---- Extrait source

Le 29 septembre 1826, le gouverneur du Canada, le comte de Dalhousie, retourne la première pelletée de terre de la plus basse écluse du canal Rideau. Un peu plus tard ce jour-là, les participants se retrouvent autour d'un somptueux dîner accompagné de nombreux toasts à la taverne Philemon Wright de Hull. L'une des plus grandes prouesses de l'ingénierie de l'époque est maintenant commencée.
Si, de nos jours, le canal Rideau s'avère une paisible voie de navigation pour les bateaux de plaisance, il n'a cependant pas été inspiré aux fins de loisirs. À l'origine, la construction du canal vise à protéger le Canada contre une éventuelle invasion américaine. Cette menace se concrétise durant la guerre de 1812, laquelle met en évidence la fragilité de la ligne de défense du fleuve Saint-Laurent face aux attaques venant du sud. Ainsi, en 1815, à la fin de la guerre, les envoyés du génie royal entament l'exploration d'une voie traversant les lacs Rideau, mais le projet est reporté par la bureaucratie britannique jusqu'en 1826, date à laquelle le duc de Wellington devient premier ministre et met le projet de l'avant.
Il se peut que Wellington ait lui-même choisi l'homme remarquable qui devait relever l'un des plus grands défis jamais lancé à un ingénieur. Le lieutenant-colonel John By, des envoyés du génie royal, s'était auparavant distingué au sein des forces armées de Wellington durant la Guerre péninsulaire (1808-1814).

--------

→ **Consigne 1**
D'après l'extrait sur le canal Rideau, à quelle date le comte de Dalhousie retourne-t-il la première pelletée de terre de la plus basse écluse ?
→ **Consigne 2**
Relevez toutes les années distinctes citées dans l'extrait sur le canal Rideau, dans l'ordre de leur première apparition.
Le matériel qui suit est indépendant de l'extrait.

---- Données

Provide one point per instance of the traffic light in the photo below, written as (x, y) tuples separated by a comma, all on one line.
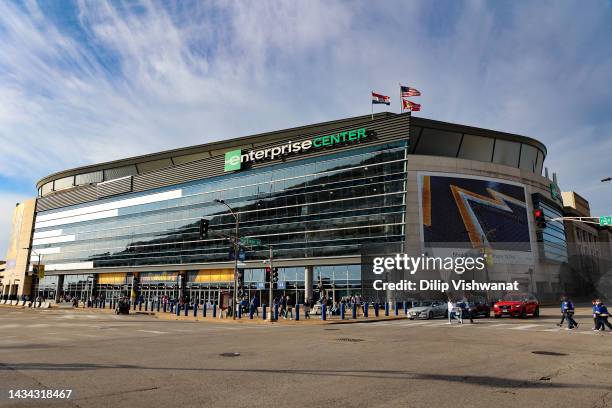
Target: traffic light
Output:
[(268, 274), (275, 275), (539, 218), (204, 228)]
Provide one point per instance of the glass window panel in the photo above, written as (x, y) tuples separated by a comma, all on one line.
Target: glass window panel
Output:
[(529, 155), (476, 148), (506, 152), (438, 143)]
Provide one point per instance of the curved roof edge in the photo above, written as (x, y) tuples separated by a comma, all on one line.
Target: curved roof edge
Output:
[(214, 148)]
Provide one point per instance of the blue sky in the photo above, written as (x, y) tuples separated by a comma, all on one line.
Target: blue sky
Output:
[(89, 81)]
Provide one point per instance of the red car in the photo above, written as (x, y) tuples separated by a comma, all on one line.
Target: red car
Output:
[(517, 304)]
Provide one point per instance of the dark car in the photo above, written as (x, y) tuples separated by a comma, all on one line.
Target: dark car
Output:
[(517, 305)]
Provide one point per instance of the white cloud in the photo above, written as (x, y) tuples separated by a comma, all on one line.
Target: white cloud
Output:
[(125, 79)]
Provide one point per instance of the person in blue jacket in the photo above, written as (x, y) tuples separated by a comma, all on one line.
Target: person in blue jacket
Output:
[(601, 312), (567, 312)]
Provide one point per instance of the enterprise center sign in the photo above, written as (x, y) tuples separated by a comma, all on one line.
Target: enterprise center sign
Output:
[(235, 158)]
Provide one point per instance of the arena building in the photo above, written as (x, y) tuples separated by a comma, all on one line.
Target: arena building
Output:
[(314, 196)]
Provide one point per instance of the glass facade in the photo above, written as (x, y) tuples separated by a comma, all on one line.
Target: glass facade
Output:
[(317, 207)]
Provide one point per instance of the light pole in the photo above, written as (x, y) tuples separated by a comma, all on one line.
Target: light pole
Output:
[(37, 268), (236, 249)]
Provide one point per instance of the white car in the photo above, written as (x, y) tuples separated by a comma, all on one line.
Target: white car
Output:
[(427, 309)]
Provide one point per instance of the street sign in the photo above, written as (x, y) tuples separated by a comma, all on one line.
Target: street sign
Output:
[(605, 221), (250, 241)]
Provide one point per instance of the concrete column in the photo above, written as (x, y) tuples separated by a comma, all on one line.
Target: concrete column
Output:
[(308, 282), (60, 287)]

--------
---- Données

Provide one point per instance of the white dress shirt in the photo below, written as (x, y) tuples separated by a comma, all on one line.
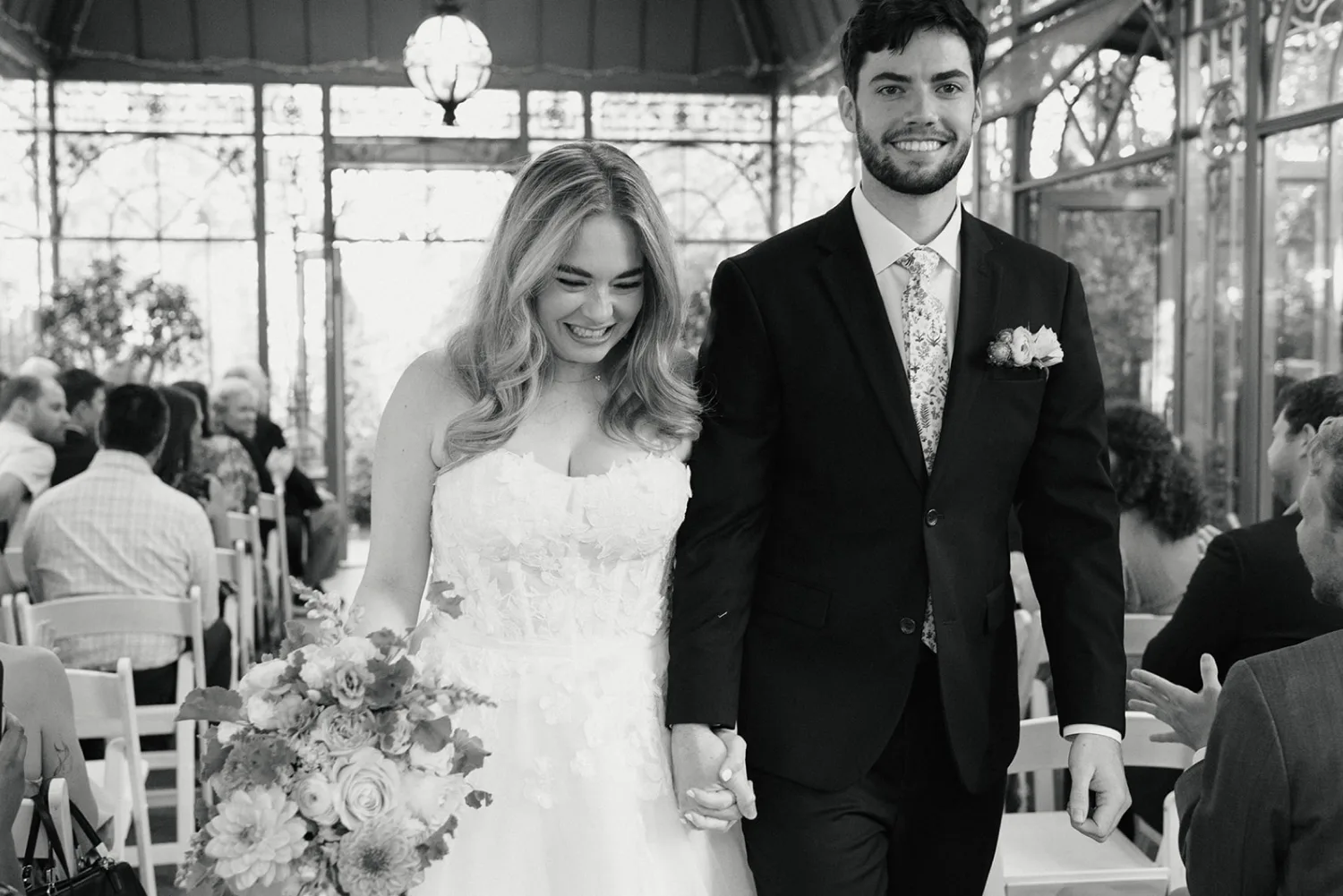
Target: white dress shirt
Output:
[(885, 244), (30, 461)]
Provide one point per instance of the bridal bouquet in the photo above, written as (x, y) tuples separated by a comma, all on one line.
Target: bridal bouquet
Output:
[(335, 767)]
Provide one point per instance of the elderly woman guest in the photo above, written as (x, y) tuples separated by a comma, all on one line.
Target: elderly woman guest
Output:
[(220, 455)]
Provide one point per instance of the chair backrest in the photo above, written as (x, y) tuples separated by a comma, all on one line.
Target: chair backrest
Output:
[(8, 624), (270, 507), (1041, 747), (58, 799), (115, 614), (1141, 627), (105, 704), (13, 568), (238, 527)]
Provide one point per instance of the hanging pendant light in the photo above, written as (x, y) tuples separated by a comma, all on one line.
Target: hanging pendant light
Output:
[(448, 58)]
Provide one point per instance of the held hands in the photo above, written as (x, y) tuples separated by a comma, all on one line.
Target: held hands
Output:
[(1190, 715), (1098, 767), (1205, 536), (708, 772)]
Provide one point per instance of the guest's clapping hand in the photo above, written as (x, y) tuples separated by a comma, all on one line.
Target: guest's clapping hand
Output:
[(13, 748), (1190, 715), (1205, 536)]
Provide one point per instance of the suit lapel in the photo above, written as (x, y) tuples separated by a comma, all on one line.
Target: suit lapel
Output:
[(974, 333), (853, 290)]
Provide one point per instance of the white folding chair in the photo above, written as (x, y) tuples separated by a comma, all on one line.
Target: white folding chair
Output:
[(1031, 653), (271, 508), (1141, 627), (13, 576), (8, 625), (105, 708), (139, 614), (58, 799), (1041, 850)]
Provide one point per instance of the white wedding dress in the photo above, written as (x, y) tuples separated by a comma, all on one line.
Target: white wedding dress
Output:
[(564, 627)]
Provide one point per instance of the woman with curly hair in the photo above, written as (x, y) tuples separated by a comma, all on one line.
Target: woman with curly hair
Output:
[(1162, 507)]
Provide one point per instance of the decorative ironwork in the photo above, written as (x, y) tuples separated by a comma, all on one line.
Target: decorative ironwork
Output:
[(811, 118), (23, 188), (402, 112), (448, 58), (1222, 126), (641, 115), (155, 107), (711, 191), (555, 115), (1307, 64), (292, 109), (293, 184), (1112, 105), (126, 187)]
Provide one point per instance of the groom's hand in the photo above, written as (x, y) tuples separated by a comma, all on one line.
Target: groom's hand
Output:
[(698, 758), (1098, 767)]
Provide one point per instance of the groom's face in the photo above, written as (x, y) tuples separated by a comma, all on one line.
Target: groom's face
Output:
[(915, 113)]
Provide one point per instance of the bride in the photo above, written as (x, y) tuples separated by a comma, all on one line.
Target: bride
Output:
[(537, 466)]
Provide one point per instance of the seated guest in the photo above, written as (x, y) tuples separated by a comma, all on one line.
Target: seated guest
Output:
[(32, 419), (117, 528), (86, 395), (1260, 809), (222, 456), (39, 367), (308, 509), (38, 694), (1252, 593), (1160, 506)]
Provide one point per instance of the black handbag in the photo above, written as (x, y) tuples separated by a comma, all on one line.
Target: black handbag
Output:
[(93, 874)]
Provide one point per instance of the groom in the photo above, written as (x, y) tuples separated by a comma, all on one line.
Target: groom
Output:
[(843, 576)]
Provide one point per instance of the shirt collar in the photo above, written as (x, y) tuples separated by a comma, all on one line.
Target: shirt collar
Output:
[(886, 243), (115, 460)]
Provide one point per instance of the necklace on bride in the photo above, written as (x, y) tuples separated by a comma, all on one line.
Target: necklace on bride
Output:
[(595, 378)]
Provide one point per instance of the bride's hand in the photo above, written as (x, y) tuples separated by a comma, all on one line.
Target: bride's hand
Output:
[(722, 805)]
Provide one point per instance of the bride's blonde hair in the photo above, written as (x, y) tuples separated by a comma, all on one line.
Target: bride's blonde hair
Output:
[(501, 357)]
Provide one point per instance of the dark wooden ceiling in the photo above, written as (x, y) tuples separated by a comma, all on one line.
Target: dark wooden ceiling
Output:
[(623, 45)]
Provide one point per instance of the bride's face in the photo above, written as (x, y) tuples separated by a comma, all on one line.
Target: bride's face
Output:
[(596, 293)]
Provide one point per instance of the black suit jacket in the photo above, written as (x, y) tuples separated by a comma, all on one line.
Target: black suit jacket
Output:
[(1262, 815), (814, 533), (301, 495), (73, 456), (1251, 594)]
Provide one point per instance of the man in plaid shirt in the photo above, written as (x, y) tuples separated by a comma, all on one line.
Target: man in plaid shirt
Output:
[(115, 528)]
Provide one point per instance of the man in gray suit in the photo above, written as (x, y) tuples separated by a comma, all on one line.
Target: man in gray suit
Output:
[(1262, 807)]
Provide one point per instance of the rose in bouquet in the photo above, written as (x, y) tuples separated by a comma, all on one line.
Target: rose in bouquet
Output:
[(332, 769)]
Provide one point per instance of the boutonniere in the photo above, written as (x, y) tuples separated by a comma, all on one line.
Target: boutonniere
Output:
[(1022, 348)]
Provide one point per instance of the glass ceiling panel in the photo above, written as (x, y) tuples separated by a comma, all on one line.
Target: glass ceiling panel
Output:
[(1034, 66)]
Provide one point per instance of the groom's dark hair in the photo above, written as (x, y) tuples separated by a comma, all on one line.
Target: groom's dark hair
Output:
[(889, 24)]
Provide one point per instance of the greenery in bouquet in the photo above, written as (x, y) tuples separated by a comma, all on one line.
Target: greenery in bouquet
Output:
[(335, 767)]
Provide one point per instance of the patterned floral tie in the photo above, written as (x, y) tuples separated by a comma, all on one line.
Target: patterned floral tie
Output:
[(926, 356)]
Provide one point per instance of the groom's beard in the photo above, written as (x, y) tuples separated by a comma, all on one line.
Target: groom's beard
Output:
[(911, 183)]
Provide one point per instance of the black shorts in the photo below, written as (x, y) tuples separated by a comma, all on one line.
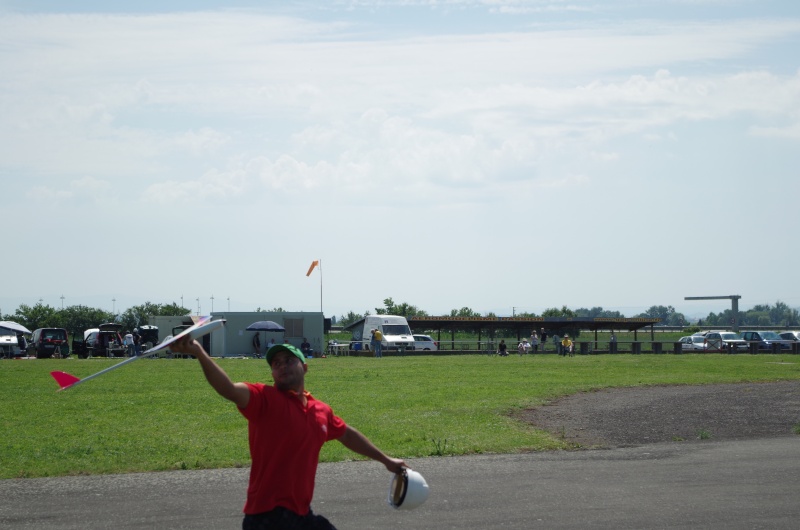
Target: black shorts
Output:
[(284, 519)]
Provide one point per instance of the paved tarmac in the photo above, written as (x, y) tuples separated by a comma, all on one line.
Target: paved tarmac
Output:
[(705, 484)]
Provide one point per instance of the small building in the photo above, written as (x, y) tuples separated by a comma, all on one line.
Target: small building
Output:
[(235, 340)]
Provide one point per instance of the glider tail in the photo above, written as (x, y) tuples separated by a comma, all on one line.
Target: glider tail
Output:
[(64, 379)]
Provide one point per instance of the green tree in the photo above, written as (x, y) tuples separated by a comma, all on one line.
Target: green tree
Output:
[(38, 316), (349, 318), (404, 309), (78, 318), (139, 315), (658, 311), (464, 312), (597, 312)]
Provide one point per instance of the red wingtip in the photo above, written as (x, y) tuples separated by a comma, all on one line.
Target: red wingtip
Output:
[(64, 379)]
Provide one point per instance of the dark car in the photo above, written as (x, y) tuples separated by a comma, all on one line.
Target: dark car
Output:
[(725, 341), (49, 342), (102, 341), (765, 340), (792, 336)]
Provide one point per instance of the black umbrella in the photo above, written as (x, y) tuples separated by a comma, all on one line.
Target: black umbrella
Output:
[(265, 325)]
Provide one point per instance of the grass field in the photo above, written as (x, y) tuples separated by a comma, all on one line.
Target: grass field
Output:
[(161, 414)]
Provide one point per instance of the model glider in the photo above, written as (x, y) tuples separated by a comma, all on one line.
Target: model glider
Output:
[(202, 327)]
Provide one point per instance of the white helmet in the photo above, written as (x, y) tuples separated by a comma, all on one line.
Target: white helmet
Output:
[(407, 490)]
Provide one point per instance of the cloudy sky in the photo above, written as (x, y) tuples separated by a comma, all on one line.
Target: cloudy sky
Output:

--------

→ **Réponse attendue 1**
Le 29 septembre 1826.

→ **Réponse attendue 2**
1826, 1812, 1815, 1808, 1814